I attached the denuded bulb to the terminals such that it was pointing vertically upwards. I then placed the Coolometer on the bed with the bulb filament aligned with the nozzle at the centre of the bed (0,0).
I originally planned to clamp it somehow but instead I just placed it on some anti-slip matting and set the Y acceleration to a very low value.
My printers are controlled by Raspberry Pis so it was straightforward to attached the Coolometer to the second USB port. I control both it and the printer with the following Python script that runs on the RPi.
I made the Coolometer command acknowledgement ok, the same as Marlin, so I could use the same do_command() function to talk to both of them by passing the serial port.
The script scans in X and Y taking a cooling reading at each grid point. It generates a file called fanmap.dat that consists of a list of XY coordinates with a cooling reading in milliwatts. The file format can be read by gnuplot to draw graphs. This is the first time I have used gnuplot. I normally draw graphs with spreadsheet programs but this is a lot more powerful and very easy to use.
This simple gnuplot script: -
produces 3D plots like this: -
The 3D view looks cool and is good for interactive examination because you can rotate it with the mouse. A better view for a static picture is from above, which can be obtained by set view map. These are referred to as heat maps in gnuplot parlance but by reversing the palette they become cool maps!

Extracted information:

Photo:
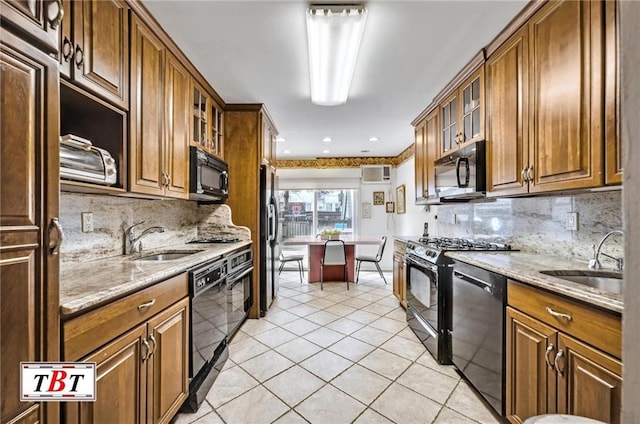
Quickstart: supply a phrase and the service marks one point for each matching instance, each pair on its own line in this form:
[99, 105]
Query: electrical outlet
[87, 222]
[571, 222]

Required task:
Quote the stretch of the Coolometer write-up from "The script scans" through "become cool maps!".

Result for this exercise:
The script scans in X and Y taking a cooling reading at each grid point. It generates a file called fanmap.dat that consists of a list of XY coordinates with a cooling reading in milliwatts. The file format can be read by gnuplot to draw graphs. This is the first time I have used gnuplot. I normally draw graphs with spreadsheet programs but this is a lot more powerful and very easy to use.
This simple gnuplot script: -
produces 3D plots like this: -
The 3D view looks cool and is good for interactive examination because you can rotate it with the mouse. A better view for a static picture is from above, which can be obtained by set view map. These are referred to as heat maps in gnuplot parlance but by reversing the palette they become cool maps!